Records from a data source:
============================================================

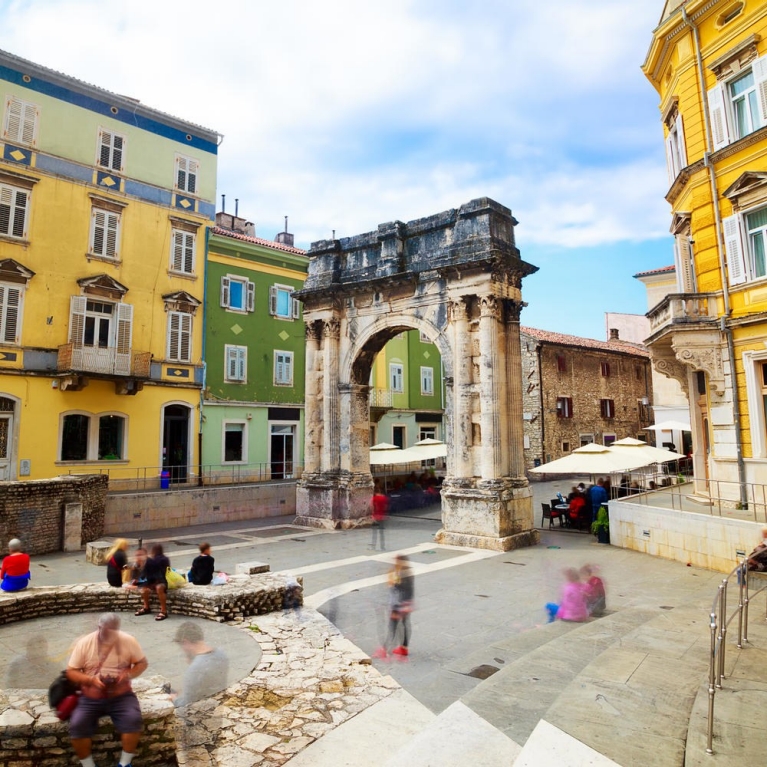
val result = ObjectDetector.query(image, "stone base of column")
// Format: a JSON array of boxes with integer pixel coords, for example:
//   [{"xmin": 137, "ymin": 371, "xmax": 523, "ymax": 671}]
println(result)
[
  {"xmin": 294, "ymin": 473, "xmax": 373, "ymax": 530},
  {"xmin": 436, "ymin": 478, "xmax": 540, "ymax": 551}
]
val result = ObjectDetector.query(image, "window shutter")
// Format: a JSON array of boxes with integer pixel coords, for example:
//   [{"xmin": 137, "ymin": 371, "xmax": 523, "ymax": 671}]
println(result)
[
  {"xmin": 0, "ymin": 287, "xmax": 21, "ymax": 344},
  {"xmin": 722, "ymin": 215, "xmax": 746, "ymax": 285},
  {"xmin": 751, "ymin": 56, "xmax": 767, "ymax": 127},
  {"xmin": 708, "ymin": 83, "xmax": 730, "ymax": 151},
  {"xmin": 117, "ymin": 304, "xmax": 133, "ymax": 354},
  {"xmin": 269, "ymin": 285, "xmax": 277, "ymax": 315},
  {"xmin": 676, "ymin": 115, "xmax": 687, "ymax": 170},
  {"xmin": 674, "ymin": 234, "xmax": 695, "ymax": 293},
  {"xmin": 69, "ymin": 296, "xmax": 88, "ymax": 348}
]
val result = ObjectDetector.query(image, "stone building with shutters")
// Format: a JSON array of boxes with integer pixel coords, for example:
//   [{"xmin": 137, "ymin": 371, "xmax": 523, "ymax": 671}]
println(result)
[
  {"xmin": 520, "ymin": 327, "xmax": 653, "ymax": 477},
  {"xmin": 642, "ymin": 0, "xmax": 767, "ymax": 504},
  {"xmin": 0, "ymin": 52, "xmax": 220, "ymax": 486}
]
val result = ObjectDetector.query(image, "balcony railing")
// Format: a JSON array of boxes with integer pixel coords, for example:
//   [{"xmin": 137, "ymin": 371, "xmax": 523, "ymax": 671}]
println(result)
[
  {"xmin": 647, "ymin": 293, "xmax": 717, "ymax": 335},
  {"xmin": 56, "ymin": 343, "xmax": 152, "ymax": 378}
]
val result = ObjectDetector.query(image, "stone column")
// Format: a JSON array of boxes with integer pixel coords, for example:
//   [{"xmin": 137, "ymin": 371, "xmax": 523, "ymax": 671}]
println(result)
[
  {"xmin": 504, "ymin": 300, "xmax": 525, "ymax": 477},
  {"xmin": 479, "ymin": 295, "xmax": 506, "ymax": 479},
  {"xmin": 450, "ymin": 298, "xmax": 473, "ymax": 477},
  {"xmin": 304, "ymin": 322, "xmax": 321, "ymax": 474},
  {"xmin": 320, "ymin": 317, "xmax": 341, "ymax": 472}
]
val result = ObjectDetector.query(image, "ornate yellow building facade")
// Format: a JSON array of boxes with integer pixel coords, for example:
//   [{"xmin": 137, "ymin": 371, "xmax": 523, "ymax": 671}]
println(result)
[{"xmin": 643, "ymin": 0, "xmax": 767, "ymax": 504}]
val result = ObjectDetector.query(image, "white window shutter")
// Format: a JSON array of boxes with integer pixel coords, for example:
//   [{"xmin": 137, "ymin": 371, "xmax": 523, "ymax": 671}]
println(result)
[
  {"xmin": 676, "ymin": 115, "xmax": 687, "ymax": 170},
  {"xmin": 269, "ymin": 285, "xmax": 277, "ymax": 315},
  {"xmin": 722, "ymin": 214, "xmax": 746, "ymax": 285},
  {"xmin": 117, "ymin": 304, "xmax": 133, "ymax": 354},
  {"xmin": 708, "ymin": 83, "xmax": 730, "ymax": 151},
  {"xmin": 69, "ymin": 296, "xmax": 88, "ymax": 347},
  {"xmin": 666, "ymin": 133, "xmax": 676, "ymax": 186},
  {"xmin": 751, "ymin": 56, "xmax": 767, "ymax": 128}
]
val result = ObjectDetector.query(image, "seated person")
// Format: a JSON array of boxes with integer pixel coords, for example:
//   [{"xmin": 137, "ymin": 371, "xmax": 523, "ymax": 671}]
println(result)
[
  {"xmin": 0, "ymin": 538, "xmax": 32, "ymax": 591},
  {"xmin": 188, "ymin": 543, "xmax": 215, "ymax": 586}
]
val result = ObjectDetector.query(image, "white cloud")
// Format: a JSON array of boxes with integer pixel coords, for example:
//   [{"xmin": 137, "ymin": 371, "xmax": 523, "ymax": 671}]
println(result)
[{"xmin": 0, "ymin": 0, "xmax": 668, "ymax": 254}]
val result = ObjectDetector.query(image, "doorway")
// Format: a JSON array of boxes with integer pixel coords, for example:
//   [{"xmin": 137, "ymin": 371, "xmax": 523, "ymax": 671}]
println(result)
[{"xmin": 162, "ymin": 405, "xmax": 189, "ymax": 483}]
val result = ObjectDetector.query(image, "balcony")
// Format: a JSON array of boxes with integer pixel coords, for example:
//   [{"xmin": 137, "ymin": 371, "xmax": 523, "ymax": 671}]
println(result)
[
  {"xmin": 647, "ymin": 293, "xmax": 717, "ymax": 343},
  {"xmin": 56, "ymin": 343, "xmax": 152, "ymax": 378}
]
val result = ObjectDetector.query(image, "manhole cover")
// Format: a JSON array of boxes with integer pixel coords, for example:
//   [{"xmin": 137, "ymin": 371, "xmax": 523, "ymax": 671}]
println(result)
[{"xmin": 466, "ymin": 663, "xmax": 498, "ymax": 679}]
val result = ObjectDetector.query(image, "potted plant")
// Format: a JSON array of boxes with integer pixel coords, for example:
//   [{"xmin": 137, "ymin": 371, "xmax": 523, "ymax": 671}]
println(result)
[{"xmin": 591, "ymin": 506, "xmax": 610, "ymax": 543}]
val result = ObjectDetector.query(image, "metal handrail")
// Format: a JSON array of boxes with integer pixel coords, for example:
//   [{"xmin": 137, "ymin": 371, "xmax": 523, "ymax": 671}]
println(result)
[{"xmin": 706, "ymin": 557, "xmax": 767, "ymax": 754}]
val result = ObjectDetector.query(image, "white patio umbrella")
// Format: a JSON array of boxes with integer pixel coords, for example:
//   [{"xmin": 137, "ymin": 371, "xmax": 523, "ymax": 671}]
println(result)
[
  {"xmin": 530, "ymin": 442, "xmax": 652, "ymax": 474},
  {"xmin": 644, "ymin": 421, "xmax": 692, "ymax": 431},
  {"xmin": 610, "ymin": 437, "xmax": 685, "ymax": 468}
]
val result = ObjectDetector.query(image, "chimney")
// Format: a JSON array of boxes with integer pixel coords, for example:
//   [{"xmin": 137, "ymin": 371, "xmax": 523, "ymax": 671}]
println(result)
[{"xmin": 274, "ymin": 216, "xmax": 295, "ymax": 248}]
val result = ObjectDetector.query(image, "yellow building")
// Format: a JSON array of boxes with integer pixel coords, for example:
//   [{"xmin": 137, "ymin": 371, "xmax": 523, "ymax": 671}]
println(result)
[
  {"xmin": 643, "ymin": 0, "xmax": 767, "ymax": 503},
  {"xmin": 0, "ymin": 52, "xmax": 219, "ymax": 486}
]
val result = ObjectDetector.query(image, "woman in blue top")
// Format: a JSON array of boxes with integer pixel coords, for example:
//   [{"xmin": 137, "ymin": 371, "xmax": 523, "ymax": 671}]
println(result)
[{"xmin": 136, "ymin": 543, "xmax": 170, "ymax": 621}]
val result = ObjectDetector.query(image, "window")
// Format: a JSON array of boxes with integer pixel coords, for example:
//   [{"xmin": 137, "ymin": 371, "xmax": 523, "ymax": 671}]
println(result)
[
  {"xmin": 221, "ymin": 274, "xmax": 256, "ymax": 312},
  {"xmin": 0, "ymin": 184, "xmax": 30, "ymax": 239},
  {"xmin": 176, "ymin": 155, "xmax": 200, "ymax": 194},
  {"xmin": 224, "ymin": 423, "xmax": 246, "ymax": 463},
  {"xmin": 557, "ymin": 397, "xmax": 573, "ymax": 418},
  {"xmin": 3, "ymin": 96, "xmax": 40, "ymax": 144},
  {"xmin": 224, "ymin": 344, "xmax": 248, "ymax": 383},
  {"xmin": 666, "ymin": 114, "xmax": 687, "ymax": 184},
  {"xmin": 269, "ymin": 285, "xmax": 300, "ymax": 319},
  {"xmin": 389, "ymin": 362, "xmax": 405, "ymax": 393},
  {"xmin": 90, "ymin": 208, "xmax": 120, "ymax": 258},
  {"xmin": 59, "ymin": 413, "xmax": 127, "ymax": 461},
  {"xmin": 170, "ymin": 229, "xmax": 196, "ymax": 274},
  {"xmin": 167, "ymin": 312, "xmax": 192, "ymax": 362},
  {"xmin": 421, "ymin": 367, "xmax": 434, "ymax": 397},
  {"xmin": 274, "ymin": 351, "xmax": 293, "ymax": 386},
  {"xmin": 97, "ymin": 129, "xmax": 126, "ymax": 173},
  {"xmin": 0, "ymin": 285, "xmax": 22, "ymax": 344},
  {"xmin": 708, "ymin": 56, "xmax": 767, "ymax": 151}
]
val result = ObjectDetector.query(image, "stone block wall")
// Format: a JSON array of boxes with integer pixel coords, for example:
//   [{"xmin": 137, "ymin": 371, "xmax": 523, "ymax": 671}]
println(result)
[
  {"xmin": 0, "ymin": 474, "xmax": 109, "ymax": 555},
  {"xmin": 0, "ymin": 676, "xmax": 176, "ymax": 767}
]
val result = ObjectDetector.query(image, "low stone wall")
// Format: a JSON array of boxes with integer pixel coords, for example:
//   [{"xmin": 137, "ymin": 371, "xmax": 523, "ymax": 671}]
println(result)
[
  {"xmin": 0, "ymin": 474, "xmax": 109, "ymax": 554},
  {"xmin": 106, "ymin": 481, "xmax": 296, "ymax": 540},
  {"xmin": 0, "ymin": 573, "xmax": 303, "ymax": 625},
  {"xmin": 609, "ymin": 500, "xmax": 762, "ymax": 573},
  {"xmin": 0, "ymin": 676, "xmax": 176, "ymax": 767}
]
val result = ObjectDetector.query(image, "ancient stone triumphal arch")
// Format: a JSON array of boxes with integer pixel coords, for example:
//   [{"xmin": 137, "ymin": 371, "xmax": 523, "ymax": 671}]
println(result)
[{"xmin": 296, "ymin": 198, "xmax": 538, "ymax": 551}]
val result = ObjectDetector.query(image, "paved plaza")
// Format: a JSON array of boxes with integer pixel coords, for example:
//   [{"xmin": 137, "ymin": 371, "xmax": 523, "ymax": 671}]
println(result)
[{"xmin": 0, "ymin": 481, "xmax": 767, "ymax": 767}]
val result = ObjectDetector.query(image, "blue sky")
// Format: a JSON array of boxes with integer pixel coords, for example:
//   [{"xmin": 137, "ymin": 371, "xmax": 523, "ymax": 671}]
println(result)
[{"xmin": 0, "ymin": 0, "xmax": 673, "ymax": 338}]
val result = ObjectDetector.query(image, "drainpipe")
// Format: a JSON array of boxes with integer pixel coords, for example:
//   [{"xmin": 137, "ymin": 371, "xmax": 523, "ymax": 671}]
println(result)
[{"xmin": 681, "ymin": 6, "xmax": 748, "ymax": 508}]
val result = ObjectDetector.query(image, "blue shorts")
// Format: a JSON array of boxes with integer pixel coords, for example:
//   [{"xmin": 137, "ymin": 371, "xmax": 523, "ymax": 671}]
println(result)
[{"xmin": 69, "ymin": 692, "xmax": 144, "ymax": 738}]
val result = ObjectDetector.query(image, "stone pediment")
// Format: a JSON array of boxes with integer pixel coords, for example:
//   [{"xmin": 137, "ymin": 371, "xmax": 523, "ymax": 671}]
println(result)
[
  {"xmin": 77, "ymin": 274, "xmax": 128, "ymax": 299},
  {"xmin": 0, "ymin": 258, "xmax": 35, "ymax": 285}
]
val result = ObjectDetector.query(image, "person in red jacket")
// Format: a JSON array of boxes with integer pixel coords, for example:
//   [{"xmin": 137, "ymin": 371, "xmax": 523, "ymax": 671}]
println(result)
[{"xmin": 0, "ymin": 538, "xmax": 31, "ymax": 591}]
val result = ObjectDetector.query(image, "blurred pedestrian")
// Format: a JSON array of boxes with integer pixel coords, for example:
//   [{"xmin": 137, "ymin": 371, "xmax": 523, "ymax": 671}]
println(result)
[
  {"xmin": 0, "ymin": 538, "xmax": 32, "ymax": 591},
  {"xmin": 136, "ymin": 543, "xmax": 170, "ymax": 621},
  {"xmin": 173, "ymin": 621, "xmax": 229, "ymax": 707},
  {"xmin": 370, "ymin": 481, "xmax": 389, "ymax": 551},
  {"xmin": 107, "ymin": 538, "xmax": 128, "ymax": 589},
  {"xmin": 373, "ymin": 554, "xmax": 414, "ymax": 659},
  {"xmin": 67, "ymin": 613, "xmax": 148, "ymax": 767},
  {"xmin": 189, "ymin": 542, "xmax": 216, "ymax": 586}
]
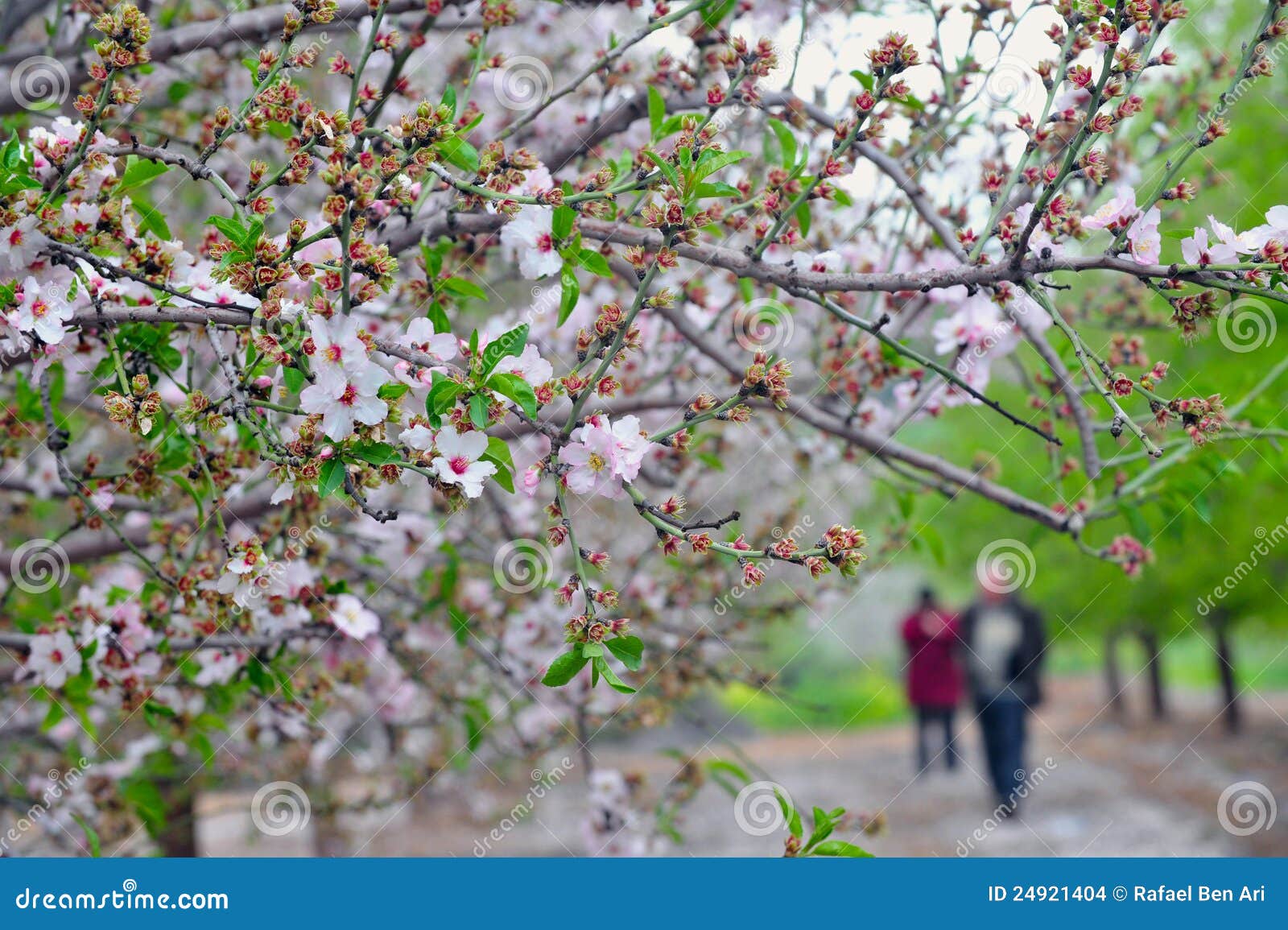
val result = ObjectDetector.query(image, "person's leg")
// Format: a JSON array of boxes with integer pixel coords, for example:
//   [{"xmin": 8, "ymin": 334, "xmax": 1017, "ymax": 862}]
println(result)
[
  {"xmin": 1000, "ymin": 700, "xmax": 1028, "ymax": 809},
  {"xmin": 917, "ymin": 705, "xmax": 930, "ymax": 774},
  {"xmin": 944, "ymin": 707, "xmax": 957, "ymax": 771},
  {"xmin": 976, "ymin": 701, "xmax": 1006, "ymax": 800}
]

============================================================

• [Task to carry out]
List every line in the listing above that contains the word "column".

• [Solution for this exercise]
val result = ObjectDetector.query(image, "stone base of column")
val result = ObjectDetector.query(image, "stone column")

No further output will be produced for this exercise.